---------- Selected text ----------
The accounts from people inside Ohio’s Marion Correctional Institute expressed an overwhelming fear. In early April, as COVID-19 rapidly spread, they described living in dormitories with well over a hundred other men, double their capacity, in stacked bunks less than 3 feet apart.
Prison staff were not wearing masks or taking other precautions. They lacked cleaning equipment, fresh clothes, soap and clean masks. They said that staff ignored people who said they were sick or placed them in punitive solitary confinement. Meanwhile, more and more of the people in prison were experiencing extreme symptoms. Like in a horror movie, people would leave and not come back.
As a researcher on the criminal legal system for a human rights organization, I had grave concerns about the spread of COVID-19 in jails and prisons. The accounts from MCI confirm those concerns.
By April 20, MCI had over 1,800 known cases — 73% of those incarcerated. Ohio prisons accounted for 20% of the state’s COVID-19 cases. Due to the MCI outbreak, Marion County had the second highest infection rate of any U.S. county. The surrounding town has experienced a substantial number of cases, about half of them prison staff or people directly linked to them. Prisons and their surrounding communities are tightly connected. Staff members enter and leave daily, risking bringing infection in and carrying it out.
Though there had been two COVID-19 deaths at MCI by April 20, three weeks later 13 incarcerated people and one staff member had died. Ohio’s Pickaway Correctional Institution also has followed this rapid trajectory, with an even higher death toll. By May 11, there were 27 confirmed COVID-19 deaths of incarcerated people, and two more suspected. Reports from Pickaway indicate that as the pandemic was gaining steam, officials might not have been taking proper precautions, similar to conditions described in MCI.
Ohio has by far the highest rate of confirmed COVID-19 cases among people in its prisons of any state, and the highest total numbers, at 4,400, as of May 15. Arkansas and Michigan have the next highest numbers relative to their prison populations. These high rates might indicate a much wider problem as many states have conducted limited testing. The death count is rising.
---------- Extracted records ----------
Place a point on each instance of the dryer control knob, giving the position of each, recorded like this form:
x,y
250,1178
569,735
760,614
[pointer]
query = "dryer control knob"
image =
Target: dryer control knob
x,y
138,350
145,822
----------
Instructions:
• A. From the Ohio prisons article, copy the passage starting at "The accounts from people" and ending at "3 feet apart.".
• B. In the Ohio prisons article, how many known COVID-19 cases did MCI have by April 20?

Responses to the exercise:
• A.
The accounts from people inside Ohio’s Marion Correctional Institute expressed an overwhelming fear. In early April, as COVID-19 rapidly spread, they described living in dormitories with well over a hundred other men, double their capacity, in stacked bunks less than 3 feet apart.

• B. Over 1,800, which was 73% of those incarcerated.